__Stored data entries__
■ ■ ■ ■ ■ ■ ■
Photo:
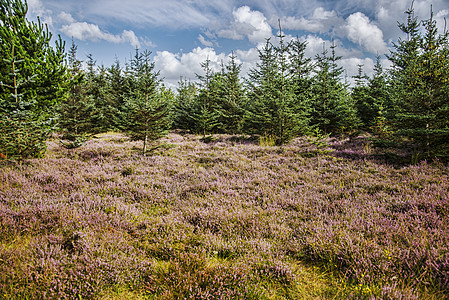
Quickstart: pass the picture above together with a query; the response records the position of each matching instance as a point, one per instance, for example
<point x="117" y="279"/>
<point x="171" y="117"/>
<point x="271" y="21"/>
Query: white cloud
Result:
<point x="204" y="42"/>
<point x="84" y="31"/>
<point x="360" y="30"/>
<point x="187" y="65"/>
<point x="66" y="18"/>
<point x="247" y="24"/>
<point x="320" y="21"/>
■ ■ ■ ■ ■ ■ ■
__Exercise prompt__
Retype the data shown above exactly, excluding any picture it contains.

__Task answer__
Photo:
Quickstart: pass the picture above together with a query; the response records the position of each matching instance as a point, one per instance, for example
<point x="117" y="279"/>
<point x="171" y="117"/>
<point x="271" y="21"/>
Query: white cloud
Result:
<point x="204" y="42"/>
<point x="84" y="31"/>
<point x="360" y="30"/>
<point x="187" y="65"/>
<point x="66" y="18"/>
<point x="247" y="24"/>
<point x="320" y="21"/>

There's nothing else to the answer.